(Recorded data)

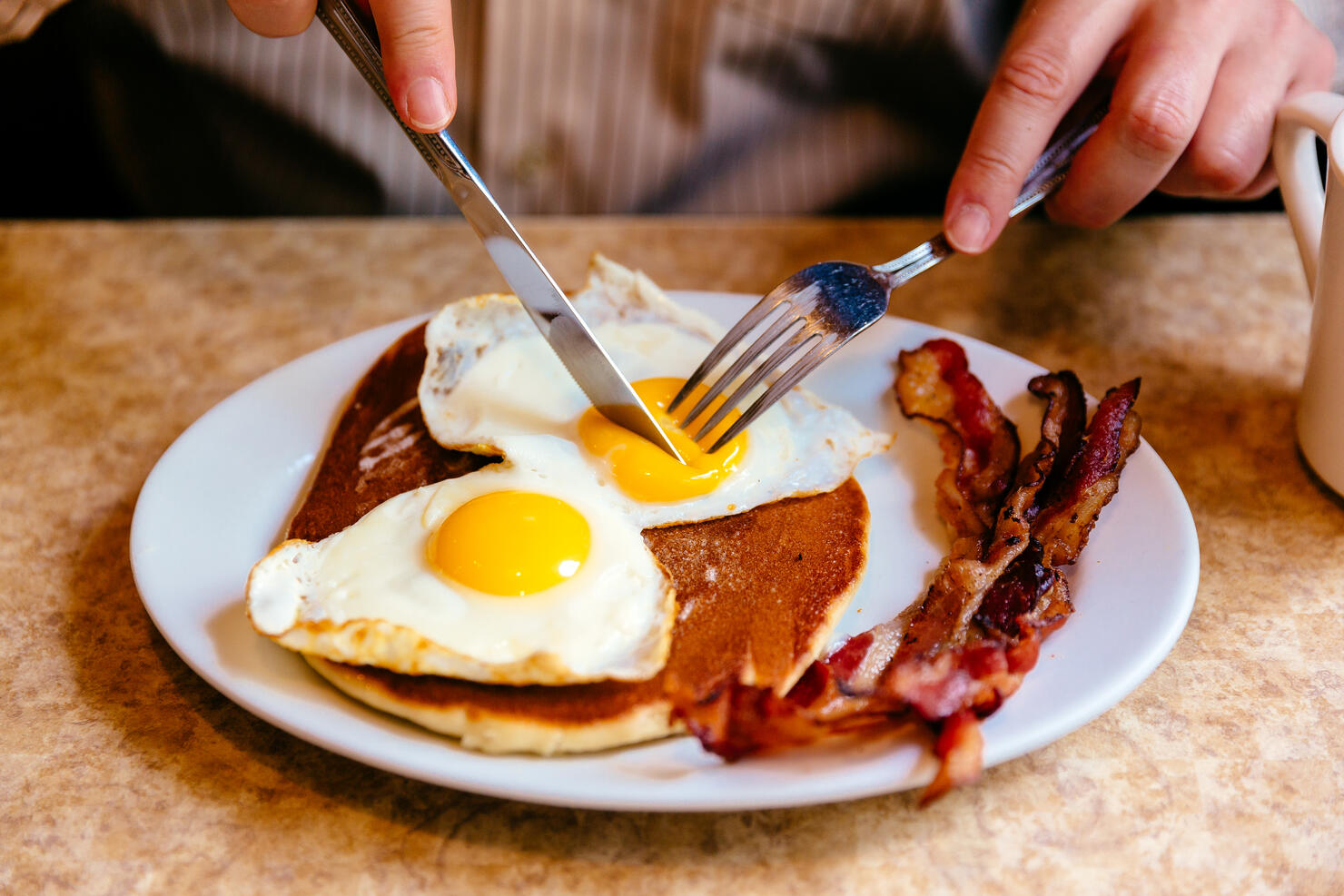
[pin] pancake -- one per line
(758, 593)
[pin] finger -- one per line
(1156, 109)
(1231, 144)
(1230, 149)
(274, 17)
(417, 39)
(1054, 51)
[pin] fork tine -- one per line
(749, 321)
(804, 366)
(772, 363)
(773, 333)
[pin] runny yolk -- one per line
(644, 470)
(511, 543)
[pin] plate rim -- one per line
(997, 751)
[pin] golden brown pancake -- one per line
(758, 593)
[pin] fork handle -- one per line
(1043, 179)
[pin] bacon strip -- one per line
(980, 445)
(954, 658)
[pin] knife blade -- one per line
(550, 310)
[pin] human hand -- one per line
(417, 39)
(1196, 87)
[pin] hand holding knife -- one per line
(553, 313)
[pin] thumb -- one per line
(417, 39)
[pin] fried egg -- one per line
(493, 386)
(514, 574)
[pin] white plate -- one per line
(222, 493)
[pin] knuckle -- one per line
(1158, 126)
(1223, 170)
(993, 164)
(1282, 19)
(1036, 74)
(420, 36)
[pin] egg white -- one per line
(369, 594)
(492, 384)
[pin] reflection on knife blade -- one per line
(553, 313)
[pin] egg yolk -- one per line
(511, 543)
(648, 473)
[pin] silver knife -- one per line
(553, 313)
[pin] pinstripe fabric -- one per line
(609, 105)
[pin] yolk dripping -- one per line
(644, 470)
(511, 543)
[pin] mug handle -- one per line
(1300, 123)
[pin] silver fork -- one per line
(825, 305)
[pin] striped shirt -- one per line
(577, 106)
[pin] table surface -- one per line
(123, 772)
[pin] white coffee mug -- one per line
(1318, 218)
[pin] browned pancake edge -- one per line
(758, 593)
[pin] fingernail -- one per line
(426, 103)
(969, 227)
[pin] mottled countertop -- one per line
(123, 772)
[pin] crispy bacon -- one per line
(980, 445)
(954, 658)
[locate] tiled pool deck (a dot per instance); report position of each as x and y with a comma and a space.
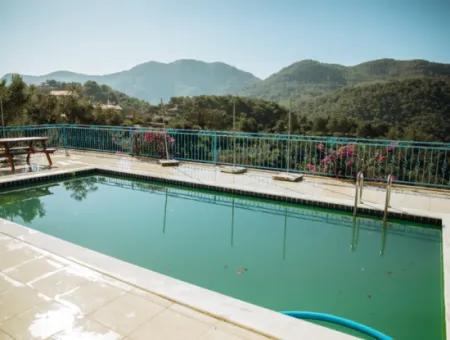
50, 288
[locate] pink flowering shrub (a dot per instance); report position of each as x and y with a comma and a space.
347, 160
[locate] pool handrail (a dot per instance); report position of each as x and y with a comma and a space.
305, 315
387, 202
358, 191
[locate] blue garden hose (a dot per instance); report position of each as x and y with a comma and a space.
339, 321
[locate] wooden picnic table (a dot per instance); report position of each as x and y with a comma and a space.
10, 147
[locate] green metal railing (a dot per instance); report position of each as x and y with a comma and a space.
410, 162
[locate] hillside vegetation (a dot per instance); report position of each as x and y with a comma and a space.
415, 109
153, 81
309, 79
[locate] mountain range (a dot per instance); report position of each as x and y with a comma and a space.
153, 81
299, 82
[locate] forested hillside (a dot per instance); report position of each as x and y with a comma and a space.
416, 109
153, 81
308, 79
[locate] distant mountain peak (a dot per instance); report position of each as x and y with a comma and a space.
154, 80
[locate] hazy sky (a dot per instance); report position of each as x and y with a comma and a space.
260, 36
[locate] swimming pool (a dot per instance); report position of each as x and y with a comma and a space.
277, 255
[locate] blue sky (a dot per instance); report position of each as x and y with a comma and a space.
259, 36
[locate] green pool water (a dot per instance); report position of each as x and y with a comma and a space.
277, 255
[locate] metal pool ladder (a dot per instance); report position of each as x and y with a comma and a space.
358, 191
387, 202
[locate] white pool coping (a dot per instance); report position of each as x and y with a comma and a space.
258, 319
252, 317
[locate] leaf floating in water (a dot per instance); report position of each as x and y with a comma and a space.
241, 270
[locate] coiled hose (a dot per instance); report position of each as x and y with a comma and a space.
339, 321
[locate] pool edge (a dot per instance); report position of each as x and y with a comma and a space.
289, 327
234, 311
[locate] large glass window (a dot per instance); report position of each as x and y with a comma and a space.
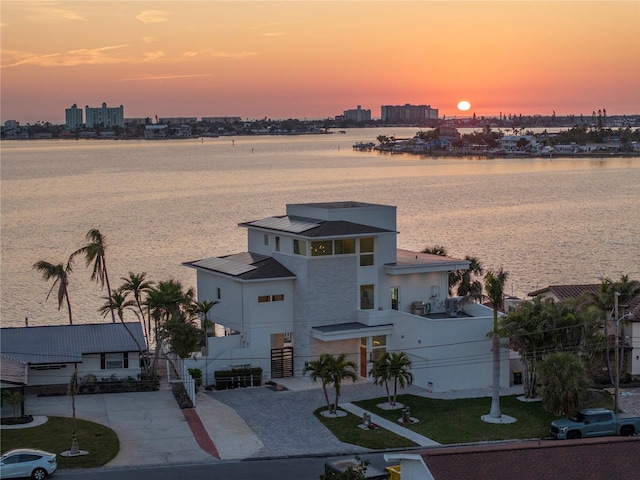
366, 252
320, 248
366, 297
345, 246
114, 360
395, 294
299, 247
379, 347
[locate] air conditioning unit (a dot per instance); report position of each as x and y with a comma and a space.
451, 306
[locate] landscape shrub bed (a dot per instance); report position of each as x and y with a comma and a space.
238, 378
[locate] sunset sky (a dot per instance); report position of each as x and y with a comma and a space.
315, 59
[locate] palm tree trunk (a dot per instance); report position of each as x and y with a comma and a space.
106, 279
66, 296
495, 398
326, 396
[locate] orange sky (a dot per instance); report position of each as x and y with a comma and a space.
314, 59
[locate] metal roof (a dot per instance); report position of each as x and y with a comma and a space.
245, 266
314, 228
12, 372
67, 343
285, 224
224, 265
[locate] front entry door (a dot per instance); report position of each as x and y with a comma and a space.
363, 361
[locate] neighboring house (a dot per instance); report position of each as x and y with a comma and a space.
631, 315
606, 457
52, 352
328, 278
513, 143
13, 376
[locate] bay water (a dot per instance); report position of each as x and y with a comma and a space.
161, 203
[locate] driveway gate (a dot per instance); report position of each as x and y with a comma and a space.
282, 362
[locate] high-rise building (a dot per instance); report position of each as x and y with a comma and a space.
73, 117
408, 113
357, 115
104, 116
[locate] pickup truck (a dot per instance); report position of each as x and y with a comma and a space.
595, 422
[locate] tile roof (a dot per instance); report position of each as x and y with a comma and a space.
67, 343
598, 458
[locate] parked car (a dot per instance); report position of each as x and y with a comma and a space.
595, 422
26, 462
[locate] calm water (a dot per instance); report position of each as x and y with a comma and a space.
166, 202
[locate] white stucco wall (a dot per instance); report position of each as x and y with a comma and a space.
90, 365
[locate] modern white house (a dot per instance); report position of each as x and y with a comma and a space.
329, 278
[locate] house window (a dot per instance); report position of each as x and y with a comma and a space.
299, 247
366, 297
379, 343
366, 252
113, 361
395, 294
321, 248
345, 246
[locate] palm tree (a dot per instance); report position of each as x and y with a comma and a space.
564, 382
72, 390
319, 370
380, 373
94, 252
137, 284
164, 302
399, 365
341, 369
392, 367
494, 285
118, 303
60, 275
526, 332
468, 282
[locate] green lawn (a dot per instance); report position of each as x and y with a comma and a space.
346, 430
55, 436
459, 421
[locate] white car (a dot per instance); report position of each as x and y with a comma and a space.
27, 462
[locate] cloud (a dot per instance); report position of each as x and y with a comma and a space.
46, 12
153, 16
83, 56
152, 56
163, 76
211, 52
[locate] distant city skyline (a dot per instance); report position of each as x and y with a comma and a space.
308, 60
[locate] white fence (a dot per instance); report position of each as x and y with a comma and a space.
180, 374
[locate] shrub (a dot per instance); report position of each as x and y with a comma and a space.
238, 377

(End Recorded data)

* _Task to complete_
Repeat the material above word for word; no images go in the copy.

* _Task answer_
[pin] pancake -- one per line
(758, 593)
[pin] finger -- one per line
(1156, 109)
(1231, 144)
(1230, 149)
(274, 17)
(417, 39)
(1054, 51)
[pin] fork tine -- one per line
(749, 321)
(804, 366)
(772, 363)
(773, 333)
[pin] runny yolk -- one per line
(644, 470)
(511, 543)
[pin] plate rim -- one per line
(997, 751)
[pin] golden brown pancake -- one per line
(758, 593)
[pin] fork handle -- one per line
(1043, 179)
[pin] bacon strip -- one per line
(980, 445)
(954, 658)
[pin] knife blade -- one per line
(550, 310)
[pin] human hand -- one per line
(417, 39)
(1196, 87)
[pin] hand holding knife -- one per line
(553, 313)
[pin] thumb -- one per line
(417, 39)
[pin] fried egg -- one per line
(493, 386)
(514, 574)
[pin] white plate -- one per line
(222, 493)
[pin] knuckle -- one per line
(1158, 126)
(1223, 170)
(993, 164)
(1282, 19)
(1036, 74)
(420, 36)
[pin] egg white -- one per line
(369, 594)
(492, 384)
[pin] reflection on knife blade -- one per line
(553, 313)
[pin] egg yolk -- one per line
(511, 543)
(648, 473)
[pin] silver knife -- one per line
(553, 313)
[pin] pinstripe fabric -- one per line
(609, 105)
[pin] yolk dripping -- one per line
(644, 470)
(511, 543)
[pin] mug handle -- one per line
(1300, 123)
[pin] silver fork -- one per line
(825, 305)
[pin] striped shirt -- one per line
(577, 106)
[pin] table surface -- one per line
(123, 772)
[pin] white coffee mug -- one per line
(1318, 218)
[pin] browned pancake edge -- one per line
(758, 593)
[pin] fingernail -- one per line
(426, 103)
(969, 227)
[pin] mottled countertop -- one per line
(123, 772)
[pin] crispy bacon -- one per line
(980, 445)
(954, 658)
[locate] tiled pool deck (a dot per instance); report position of each as x and y with a comma and a space.
50, 288
[locate] pink flowering shrub (a dot per instance); report position of each as x and y with a comma and a space.
347, 160
[locate] pool handrail (a dot per instance); report position of each as x and y with a comma and a space.
305, 315
387, 202
358, 191
[locate] blue garden hose (a dot per instance); report position of each as x and y with a comma and a space.
339, 321
[locate] wooden picnic table (a dot per instance); report position of each as x and y with a comma and a space.
10, 147
[locate] green metal railing (a dot per instance); report position of each as x and y with a comma and a space.
410, 162
[locate] hillside vegetation (a dot per instance); report position of each as x and y with a comma and a space.
415, 109
153, 81
309, 79
[locate] mountain range (a dot per instance); report position of each as x and y with a comma and a space.
153, 81
299, 82
[locate] forested hillside (a dot per instance); report position of each as x and y with a comma and a space.
416, 109
153, 81
308, 79
[locate] distant mountain peak (a dot per instance); report position of each as x and y with a comma and a space.
154, 80
[locate] hazy sky (a dot per instance); report position of each as x and y with a comma and a space.
260, 36
[locate] swimming pool (a dot per instance); report position of each as x and y with a comma and a space.
277, 255
[locate] blue sky (a dot per instance); report position of each as x and y with a comma and a space.
259, 36
[locate] green pool water (a dot per instance); report position of each as x and y with a comma and a space.
277, 255
[locate] metal pool ladder (a dot per instance); report position of each as x and y with a comma and a space.
358, 191
387, 202
[locate] white pool coping (a dot per instance); report position of each as x and y with a comma and a space.
258, 319
252, 317
[locate] leaf floating in water (a dot per instance); report position of each as x and y with a comma and a space.
241, 270
[locate] coiled hose (a dot per instance); report position of each as x and y with a comma and a space.
339, 321
[locate] pool edge (a dot per instance); report position of each as x and y with a comma and a space.
289, 327
234, 311
[locate] large glass window (a dot per instance); report position of each as x and y with a comma and a space.
366, 252
320, 248
366, 297
345, 246
114, 360
395, 294
299, 247
379, 347
[locate] air conditioning unit (a dot per instance); report position of each as x and y with a comma and a space.
451, 306
[locate] landscape shrub bed (a dot per instance); report position of each as x and y with a comma and a space.
238, 378
[locate] sunset sky (a dot per instance); report position of each as x and y with a comma and a space.
315, 59
[locate] palm tree trunk (a dot per instance); report position of each as x and y with a comma and a space.
106, 279
66, 296
495, 398
326, 396
[locate] orange sky (a dot per instance); report position of each as x and y with a comma and a space.
314, 59
[locate] metal roof (a dot per instance); report position of each as x and y with a comma and a space.
245, 266
314, 228
12, 372
67, 343
285, 224
224, 265
[locate] front entry door (a dot per instance); report position of each as x and y with a comma and a space.
363, 361
[locate] neighboring house (a dot per instance); report position of each as x and y with a comma and a space.
631, 315
606, 457
52, 352
328, 278
513, 143
13, 376
[locate] bay water (a dot per instance); report position of each as x and y with a comma and a space.
161, 203
[locate] driveway gate (a dot per instance); report position of each as x and y with a comma and a space.
282, 362
[locate] high-rise building (a dot per instance); report position of each as x and y with a comma and a space.
73, 117
408, 113
357, 115
104, 116
[locate] pickup truck (a dot per instance); report position of each as x and y with a comma and a space.
595, 422
[locate] tile roof (a dot per instance); report position of each as x and y with a comma and a space.
67, 343
598, 458
[locate] parked car (a dot per instance); report position of each as x and y with a comma and a space.
595, 422
26, 462
[locate] calm water (a dot per instance); report position of each as x and y with a comma and a space.
166, 202
[locate] white stucco wall (a dot per instance); report position of each as x and y with a comma and a space.
90, 365
[locate] modern white house (a dot per instance); report position of each as x and y with a comma and a space.
329, 278
[locate] house window (a dot per instance); report position of each as x and y with a comma and a space.
299, 247
366, 297
379, 343
366, 252
113, 361
395, 294
321, 248
345, 246
[locate] palm tree (a dot per instance); report position of each as x and y with a comma and a space.
564, 382
72, 390
319, 370
380, 373
94, 252
137, 284
164, 302
399, 365
341, 369
392, 367
494, 285
118, 303
60, 275
526, 332
468, 282
[locate] green lawn (a dot per instance); report position of each as x and y with a comma and a space.
346, 430
55, 436
459, 421
[locate] white car (a dot per instance); report position of each as x and y with a comma and a space.
27, 462
[locate] cloud (a dot per instance); report position of each as x and y with a comma and a space.
46, 12
153, 16
83, 56
152, 56
163, 76
211, 52
[locate] distant city skyline (a dot per instance); report position of each as x and y with a comma and a space.
308, 60
[locate] white fence (a dot per instance); report position of each as x and y with a comma and a space.
180, 374
[locate] shrub (a dot per instance); report position of each as x and y with a comma and a space.
238, 377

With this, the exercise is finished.